WRITTEN INSTRUCTION
Extract every line of the data below and reproduce each one verbatim, in the same order.

## Start RAW RECORDS

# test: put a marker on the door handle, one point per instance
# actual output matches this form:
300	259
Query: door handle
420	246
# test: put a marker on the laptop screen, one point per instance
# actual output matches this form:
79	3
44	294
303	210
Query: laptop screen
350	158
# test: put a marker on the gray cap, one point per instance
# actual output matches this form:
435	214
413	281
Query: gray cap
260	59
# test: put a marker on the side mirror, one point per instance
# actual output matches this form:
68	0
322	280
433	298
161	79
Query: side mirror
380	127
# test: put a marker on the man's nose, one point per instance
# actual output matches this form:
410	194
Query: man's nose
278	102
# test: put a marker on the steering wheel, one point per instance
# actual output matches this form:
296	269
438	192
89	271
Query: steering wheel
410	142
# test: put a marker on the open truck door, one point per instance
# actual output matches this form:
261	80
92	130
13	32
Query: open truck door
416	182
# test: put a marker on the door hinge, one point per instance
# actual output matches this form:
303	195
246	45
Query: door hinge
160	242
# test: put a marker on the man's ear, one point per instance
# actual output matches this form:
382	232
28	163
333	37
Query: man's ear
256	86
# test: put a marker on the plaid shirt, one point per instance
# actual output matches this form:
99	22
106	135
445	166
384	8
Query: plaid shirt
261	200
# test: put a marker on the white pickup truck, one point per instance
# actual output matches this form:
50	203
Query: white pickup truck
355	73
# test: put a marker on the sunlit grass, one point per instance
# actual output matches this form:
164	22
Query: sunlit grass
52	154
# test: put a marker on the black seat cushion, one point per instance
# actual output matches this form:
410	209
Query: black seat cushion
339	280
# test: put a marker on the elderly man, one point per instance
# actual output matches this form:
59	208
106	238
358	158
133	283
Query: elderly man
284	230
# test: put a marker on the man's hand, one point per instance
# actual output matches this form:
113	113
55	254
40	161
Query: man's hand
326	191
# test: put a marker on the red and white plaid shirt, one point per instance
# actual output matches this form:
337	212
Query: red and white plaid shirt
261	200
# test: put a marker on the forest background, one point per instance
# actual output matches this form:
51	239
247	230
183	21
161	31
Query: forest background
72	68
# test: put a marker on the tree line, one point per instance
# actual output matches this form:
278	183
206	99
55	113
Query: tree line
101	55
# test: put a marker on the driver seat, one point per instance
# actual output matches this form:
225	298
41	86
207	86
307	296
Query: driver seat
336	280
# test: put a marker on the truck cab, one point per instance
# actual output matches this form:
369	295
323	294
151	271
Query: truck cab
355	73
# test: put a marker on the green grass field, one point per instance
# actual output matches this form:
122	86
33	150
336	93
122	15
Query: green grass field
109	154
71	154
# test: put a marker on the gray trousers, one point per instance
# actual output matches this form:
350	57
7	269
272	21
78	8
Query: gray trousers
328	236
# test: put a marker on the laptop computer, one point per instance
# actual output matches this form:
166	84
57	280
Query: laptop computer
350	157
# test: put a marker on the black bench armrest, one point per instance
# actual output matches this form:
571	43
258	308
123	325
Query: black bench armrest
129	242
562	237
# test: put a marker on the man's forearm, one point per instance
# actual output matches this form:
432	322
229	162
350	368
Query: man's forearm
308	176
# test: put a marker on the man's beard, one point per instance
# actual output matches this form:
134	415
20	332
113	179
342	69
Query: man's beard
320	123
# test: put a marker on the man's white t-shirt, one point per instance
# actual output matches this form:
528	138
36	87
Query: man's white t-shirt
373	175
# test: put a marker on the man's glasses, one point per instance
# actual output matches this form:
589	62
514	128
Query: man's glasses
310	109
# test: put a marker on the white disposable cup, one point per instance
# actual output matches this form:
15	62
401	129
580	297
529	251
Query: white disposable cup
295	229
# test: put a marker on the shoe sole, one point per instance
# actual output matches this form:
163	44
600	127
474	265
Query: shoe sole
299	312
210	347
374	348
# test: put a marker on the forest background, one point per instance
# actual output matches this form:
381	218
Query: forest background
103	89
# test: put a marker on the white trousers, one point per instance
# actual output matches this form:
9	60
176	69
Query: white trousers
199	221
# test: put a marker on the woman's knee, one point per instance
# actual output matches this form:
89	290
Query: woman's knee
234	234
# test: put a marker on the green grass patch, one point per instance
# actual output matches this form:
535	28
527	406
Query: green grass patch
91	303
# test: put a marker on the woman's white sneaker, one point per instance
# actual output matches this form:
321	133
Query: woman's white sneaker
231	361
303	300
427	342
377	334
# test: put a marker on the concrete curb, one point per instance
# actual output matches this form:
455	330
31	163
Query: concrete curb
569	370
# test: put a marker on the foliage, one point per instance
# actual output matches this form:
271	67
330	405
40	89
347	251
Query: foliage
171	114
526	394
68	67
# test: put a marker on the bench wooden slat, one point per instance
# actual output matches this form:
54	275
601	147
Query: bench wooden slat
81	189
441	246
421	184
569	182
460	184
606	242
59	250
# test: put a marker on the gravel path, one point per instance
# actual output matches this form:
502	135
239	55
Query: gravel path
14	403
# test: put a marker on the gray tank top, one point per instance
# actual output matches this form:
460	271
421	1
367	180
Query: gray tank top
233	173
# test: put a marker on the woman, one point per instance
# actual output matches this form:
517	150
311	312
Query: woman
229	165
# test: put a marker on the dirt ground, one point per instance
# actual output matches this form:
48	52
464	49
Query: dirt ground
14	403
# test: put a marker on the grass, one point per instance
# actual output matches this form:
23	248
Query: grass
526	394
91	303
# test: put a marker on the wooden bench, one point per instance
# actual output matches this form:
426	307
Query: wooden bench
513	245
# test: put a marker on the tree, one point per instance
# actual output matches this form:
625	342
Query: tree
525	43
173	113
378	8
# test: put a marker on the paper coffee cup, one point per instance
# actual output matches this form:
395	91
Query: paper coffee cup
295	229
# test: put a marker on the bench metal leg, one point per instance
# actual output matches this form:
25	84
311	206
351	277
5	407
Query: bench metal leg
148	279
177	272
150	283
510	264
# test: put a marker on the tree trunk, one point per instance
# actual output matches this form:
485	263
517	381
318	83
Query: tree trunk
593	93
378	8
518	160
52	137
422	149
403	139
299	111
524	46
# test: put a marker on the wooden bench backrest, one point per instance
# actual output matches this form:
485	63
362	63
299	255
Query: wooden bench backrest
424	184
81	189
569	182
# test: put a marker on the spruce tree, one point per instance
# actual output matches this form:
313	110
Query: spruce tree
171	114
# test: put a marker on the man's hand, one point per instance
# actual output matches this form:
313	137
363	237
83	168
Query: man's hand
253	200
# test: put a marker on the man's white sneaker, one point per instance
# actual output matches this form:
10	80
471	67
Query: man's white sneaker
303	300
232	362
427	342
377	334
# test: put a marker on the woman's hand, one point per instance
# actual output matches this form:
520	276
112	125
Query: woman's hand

## End RAW RECORDS

CORRECT ANSWER
# test: put a marker on the door handle, one point per instance
# actual output matches this form:
300	259
Query: door handle
420	246
# test: put a marker on the laptop screen, one point per instance
# actual output matches this form:
79	3
44	294
303	210
Query: laptop screen
350	158
# test: put a marker on the gray cap, one point per instance
# actual output matches this form:
435	214
413	281
Query: gray cap
260	59
# test: put a marker on the side mirror, one point per instance
# actual output matches this form:
68	0
322	280
433	298
161	79
Query: side mirror
380	127
# test: put a marker on the man's nose, one point per instance
# actual output matches this form:
410	194
Query: man's nose
278	102
# test: put a marker on the steering wheel, one point per instance
# actual output matches this form:
296	269
438	192
89	271
Query: steering wheel
410	142
# test: put a marker on the open truck door, one point per instance
# actual output matches this form:
261	80
92	130
13	32
Query: open truck door
416	182
# test: put a marker on the door hinge, one point per instance
# actual output matches this form:
303	195
246	45
Query: door hinge
160	242
# test: put a marker on the man's ear, one point per instance
# actual output matches this form:
382	232
28	163
333	37
Query: man's ear
256	86
# test: put a marker on the plaid shirt, one point per instance
# actual output matches this form:
99	22
106	135
445	166
384	8
Query: plaid shirt
261	200
# test: put a marker on the white pickup truck, one point per instance
# actual output matches this form:
50	203
Query: white pickup truck
355	73
# test: put a marker on the sunlit grass, one point per instance
# actual output matches this form:
164	22
Query: sunlit grass
52	154
# test: put a marker on the black seat cushion, one point per instance
# actual output matches this form:
410	209
Query: black seat cushion
339	280
# test: put a marker on the elderly man, one point per instance
# actual output matches this form:
59	208
106	238
358	158
133	283
Query: elderly man
284	230
# test: put a marker on the man's hand, one point per instance
# actual output matches this form:
113	113
55	254
40	161
Query: man's hand
326	191
# test: put a marker on the red and white plaid shirt, one point per instance
# actual output matches this form:
337	212
Query: red and white plaid shirt
261	200
# test: put a marker on the forest background, one point per instance
# actual output matches this form:
51	239
247	230
183	21
161	31
Query: forest background
72	68
# test: put a marker on the tree line, one point per instance
# actual output matches this form:
278	183
206	99
55	113
Query: tree line
101	55
# test: put a marker on the driver seat, one point per instance
# actual output matches this form:
225	298
41	86
207	86
307	296
Query: driver seat
336	280
# test: put a marker on the truck cab, one point per instance
# actual output matches this form:
369	295
323	294
151	271
Query: truck cab
355	73
# test: put a marker on the green grass field, one point per instance
# actual output matches this form:
122	86
33	150
336	93
122	15
Query: green grass field
109	154
71	154
# test: put a marker on the gray trousers, one point per instance
# actual output matches this form:
350	57
7	269
272	21
78	8
Query: gray trousers
328	236
# test: put a marker on the laptop computer, one point per instance
# actual output matches this form:
166	84
57	280
Query: laptop computer
350	157
# test: put a marker on the black bench armrest, one point per instance
# actual output matches this form:
571	43
258	308
123	325
Query: black bench armrest
129	242
562	237
# test: put a marker on the man's forearm, one point per instance
# actual output matches this form:
432	322
229	162
350	368
Query: man's forearm
308	176
# test: put a marker on the man's beard, one point per instance
# actual output matches this form:
134	415
20	332
113	179
342	69
Query: man's beard
320	123
# test: put a marker on the man's white t-shirt, one point per instance
# actual output matches this form:
528	138
36	87
Query: man's white t-shirt
373	175
# test: put a marker on the man's glasses, one point per instance
# actual output matches this form:
589	62
514	128
Query: man's glasses
310	109
# test: put a marker on the white disposable cup, one point per instance
# actual output matches this form:
15	62
401	129
580	297
529	251
Query: white disposable cup
295	229
# test: put a marker on the shoe sole, one point per instance
# actual output matches this form:
163	44
600	127
474	265
Query: shoe sole
299	312
210	347
374	348
# test: put a marker on the forest background, one point per instance
# actual output matches this form:
381	218
Query: forest background
103	89
# test: put a marker on the white trousers, one point per instance
# actual output matches this form:
9	60
176	69
Query: white trousers
199	221
# test: put a marker on the woman's knee, one point per instance
# actual output matches this form:
89	290
Query: woman's knee
234	234
# test: put a marker on the green grass patch, one point per instance
# actual output matches this form:
535	28
527	406
Query: green grass patch
91	303
# test: put a marker on the woman's white sneaker, one point per instance
# actual output matches this form:
321	133
Query: woman's white sneaker
231	361
303	300
427	342
377	334
# test: put a marker on the concrete curb, one point per instance
# actual output matches this form:
455	330
31	163
Query: concrete curb
569	370
# test: put a marker on the foliage, one point per instance
# actual output matches this form:
271	67
330	405
40	89
347	251
Query: foliage
171	114
526	394
68	67
# test: put a marker on the bench wooden slat, one point per instance
# actual output matches this form:
54	275
601	147
Query: bench wooden slat
81	189
441	246
421	184
569	182
460	184
606	242
59	250
# test: put a marker on the gravel path, one point per instance
# actual output matches this form:
502	135
239	55
Query: gravel path
14	403
# test: put a marker on the gray tank top, one point per instance
# actual output matches this form:
460	271
421	1
367	180
Query: gray tank top
233	173
# test: put a marker on the woman, one point per instance
# actual output matches this form:
517	150
311	312
Query: woman
229	165
# test: put a marker on the dirt ground, one point per instance
# actual output matches this form:
48	52
464	49
Query: dirt ground
14	403
# test: put a marker on the grass, one point per instance
# actual output matches this form:
23	248
Query: grass
526	394
91	303
# test: put a marker on the wooden bench, one point per instance
# actual output matches this form:
426	307
Query: wooden bench
513	245
# test: put a marker on the tree, one point per instance
# actual output matches this form:
625	342
Query: tree
525	43
173	113
378	8
# test: put a marker on the paper coffee cup, one point per instance
# actual output matches this form:
395	91
Query: paper coffee cup
295	229
# test: put a marker on the bench metal leg, one point per instance
# actual output matches this form:
25	84
311	206
351	277
5	407
Query: bench metal leg
148	279
177	272
150	283
510	264
# test: put a marker on the tree trunk, one point per instance
# actual output matches this form:
485	263
517	381
318	83
Query: tree trunk
593	93
378	8
518	160
52	137
422	149
403	139
299	111
524	46
# test: put a marker on the wooden bench backrest, one point per instance
# actual output matches this form:
485	63
362	63
299	255
Query: wooden bench backrest
424	184
81	189
569	182
# test: put a marker on the spruce tree, one point per instance
# actual output matches this form:
313	110
Query: spruce tree
171	114
# test: put a marker on the man's hand, one point per instance
# actual output matches this form:
313	137
363	237
83	168
Query: man's hand
253	200
# test: put a marker on the man's white sneaker, one point per instance
# actual output matches this form:
10	80
471	67
Query: man's white sneaker
303	300
232	362
427	342
377	334
# test: put a marker on the woman's hand, one point per instance
# actual output matches this form:
520	276
112	125
Query: woman's hand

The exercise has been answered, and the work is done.